PROVIDED DATA:
○ ○ ○ ○ ○ ○ ○

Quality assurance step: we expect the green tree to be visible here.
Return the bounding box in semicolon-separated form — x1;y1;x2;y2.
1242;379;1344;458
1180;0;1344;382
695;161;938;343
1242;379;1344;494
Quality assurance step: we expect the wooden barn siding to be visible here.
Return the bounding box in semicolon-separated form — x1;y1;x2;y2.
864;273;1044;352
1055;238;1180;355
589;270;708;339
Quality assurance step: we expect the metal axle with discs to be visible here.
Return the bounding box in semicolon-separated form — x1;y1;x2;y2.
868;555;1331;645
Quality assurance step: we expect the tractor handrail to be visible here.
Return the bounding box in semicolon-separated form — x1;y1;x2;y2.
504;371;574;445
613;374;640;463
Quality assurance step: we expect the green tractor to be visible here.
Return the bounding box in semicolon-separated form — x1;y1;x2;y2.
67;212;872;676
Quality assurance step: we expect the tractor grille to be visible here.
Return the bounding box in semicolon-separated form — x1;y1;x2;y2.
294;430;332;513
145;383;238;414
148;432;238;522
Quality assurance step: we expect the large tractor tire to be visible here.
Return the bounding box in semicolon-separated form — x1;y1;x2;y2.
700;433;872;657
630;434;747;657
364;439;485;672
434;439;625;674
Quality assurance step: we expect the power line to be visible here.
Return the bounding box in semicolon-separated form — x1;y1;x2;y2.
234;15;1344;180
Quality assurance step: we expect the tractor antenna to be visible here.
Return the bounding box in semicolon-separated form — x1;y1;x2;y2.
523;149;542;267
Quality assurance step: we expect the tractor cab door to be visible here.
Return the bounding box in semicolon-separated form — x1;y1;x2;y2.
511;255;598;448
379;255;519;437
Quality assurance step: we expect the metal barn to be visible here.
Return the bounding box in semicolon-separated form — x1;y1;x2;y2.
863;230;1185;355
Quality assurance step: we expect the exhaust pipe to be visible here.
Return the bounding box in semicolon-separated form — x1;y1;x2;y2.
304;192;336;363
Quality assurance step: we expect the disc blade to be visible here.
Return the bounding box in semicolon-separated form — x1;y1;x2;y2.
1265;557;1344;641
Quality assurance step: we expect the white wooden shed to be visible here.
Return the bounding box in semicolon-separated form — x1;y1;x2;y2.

○ ○ ○ ○ ○ ○ ○

STATED EXERCISE: Resize the answers in the records, from the line with "Quality assurance step: we expect the power" through the end of the records, both ends included. Give all of those lines again, and multiply every bounding-box coordinate in the answers by 0.9, rounding to whole numbers with halves rounded up.

SOLUTION TO THE EXERCISE:
Quality assurance step: we expect the power line to be visible here.
Return the bounding box in semicolon-separated form — x1;y1;x2;y2.
211;14;1210;162
Quality assurance step: we expect the tractor antenna to be visible here.
Return the bounding box in semicolon-separated form — x1;y1;x2;y2.
471;134;488;240
Quality assurance step: we expect the tractor cab door to be visible here.
Return the bounding box in semicolon-separated form — x1;y1;x2;y2.
460;230;538;403
341;230;467;393
Quality assurance step: we expect the metal barn to be visible here.
Return the bounding box in semicolon-separated form — x1;y1;x2;y2.
777;207;1067;320
Quality assurance step: we expect the exhaust pipe to be visible here.
Return the bounding box in semicolon-separated form — x1;y1;x2;y2.
274;173;302;327
Quality assurance step: we expect the disc blade to be visible here.
Return the bounding box in semicolon-separated form — x1;y1;x2;y2.
1139;501;1210;577
Quality assurance step: we expect the white wooden shed to be visible here.
Return the bounding box in semicolon-separated form — x1;y1;x2;y2.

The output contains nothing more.